▶ **TASK A**
According to the talk on bioethics and film, in what year did Fritz Jahr coin the word bio-ethik?
▶ **TASK B**
Translate this sentence from the bioethics and film talk into Spanish: "We are delighted that many of you come from South Asia and beyond, areas with rich traditions of film, dance and theater."
▶ **TASK C**
Write the next part of the bioethics and film talk, picking up after its last sentence.

▶ **TEXT**
|---|
Welcome and thank you for coming to this first presentation of the Bioethics and Film Department of our ICB network. We have organized this time together to welcome a growing community of scholars and activists, artists and storytellers, filmmakers and audiences into a creative initiative for teaching and learning together. I have prepared a brief presentation of one example from our work in bioethics and film. Please share this two minute video:
We acknowledge that we come from the Americas and that most of the films you have seen in the short collage that you just viewed – and about which I will speak – are from the West. We are delighted that many of you come from South Asia and beyond, areas with rich traditions of film, dance and theater. We look forward to extending and transforming the initiatives about which I will briefly speak through your engagement. First, my brief reflections. Then we invite your active participation.
As you have seen in the short collage of films in view as you entered, bioethics can be said to have begun in and through film. Or, you might say that bioethics began in narratives, in human rights testimonies, in theater. Some see its roots in the Greek theater: with Sophocles´ Antigone and her right to mourning and burial. Alternatively, bioethics began with Mary Shelley and her fantastic creation of Frankenstein, in 1816. Or rather, bioethics was born with Fritz Jahr and his reference to Wagner’s Parsifal, when he coined the word bio-ethik in 1927. In short, bioethics began with each of these stories, with each story, film, play that led us to think about the complexity of a situation.
|---|
[Natural-language object grounding data]

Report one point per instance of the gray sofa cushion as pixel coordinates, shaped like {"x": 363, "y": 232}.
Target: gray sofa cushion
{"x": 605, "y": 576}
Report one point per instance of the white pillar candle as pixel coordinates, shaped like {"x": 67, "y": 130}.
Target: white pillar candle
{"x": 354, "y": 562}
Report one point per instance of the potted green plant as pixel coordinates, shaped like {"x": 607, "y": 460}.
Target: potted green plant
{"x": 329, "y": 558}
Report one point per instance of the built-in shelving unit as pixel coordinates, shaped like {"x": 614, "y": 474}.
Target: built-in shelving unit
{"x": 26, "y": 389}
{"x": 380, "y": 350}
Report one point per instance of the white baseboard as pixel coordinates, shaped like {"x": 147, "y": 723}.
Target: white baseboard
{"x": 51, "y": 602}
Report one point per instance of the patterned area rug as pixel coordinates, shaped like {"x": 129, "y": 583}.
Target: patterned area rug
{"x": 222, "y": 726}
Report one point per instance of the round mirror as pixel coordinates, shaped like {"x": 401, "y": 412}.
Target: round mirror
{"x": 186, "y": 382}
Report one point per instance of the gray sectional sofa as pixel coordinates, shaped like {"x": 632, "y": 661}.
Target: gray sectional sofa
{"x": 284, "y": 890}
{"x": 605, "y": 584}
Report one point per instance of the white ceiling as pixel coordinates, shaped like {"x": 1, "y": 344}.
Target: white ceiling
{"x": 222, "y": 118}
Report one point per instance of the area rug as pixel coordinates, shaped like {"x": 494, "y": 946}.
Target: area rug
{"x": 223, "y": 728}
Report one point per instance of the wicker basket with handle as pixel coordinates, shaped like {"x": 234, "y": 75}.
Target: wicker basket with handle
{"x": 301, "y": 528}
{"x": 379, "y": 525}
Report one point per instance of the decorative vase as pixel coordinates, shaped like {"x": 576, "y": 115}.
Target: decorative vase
|---|
▶ **EXERCISE ANSWER A**
1927

▶ **EXERCISE ANSWER B**
Nos alegra mucho que muchos de ustedes vengan del sur de Asia y de más allá, regiones con ricas tradiciones de cine, danza y teatro.

▶ **EXERCISE ANSWER C**
Cinema can broaden our horizon and help us think about the complexity of our practice. Let me share with you a brief example. I have chosen what I would argue is the most “bioethical” film, Mar Adentro (The Sea Inside).
As you know, the movie is based on a true event. It centers on Ramón Sampedro’s battle to die with dignity. But what does it mean to die with dignity? The film presents us with a conflict. A dichotomy. It shows us the universe of Ramón Sampedro as a divided universe. Following set theory, this universe is made up of two subsets, which represent the terms of the dilemma.
On the one hand, subset A, the arguments favor euthanasia or assisted suicide. On the other hand, the subset not A (-A) the arguments are against it.
In the film, the arguments in favor are presented by Ramón Sampedro himself, by his lawyer, who is carrying out the lawsuit against the medical commission or the Spanish state and the civic associations that support them.
But the film also presents the arguments against euthanasia. The word of the catholic church, for example: Sampedro receives a visit from a Catholic priest who himself suffers from hemiplegia and who tries to convince Sampedro of the value of life. The value of life despite this difficult situation. Or the arguments of his brother, and of the woman who takes care of him. They both want to save him from death.
And when the dichotomy has been situated in the movie theater. When the spectators have taken a position for or against Ramón Sampedro’s request, Alejandro Amenábar introduces his ethical-aesthetic bet.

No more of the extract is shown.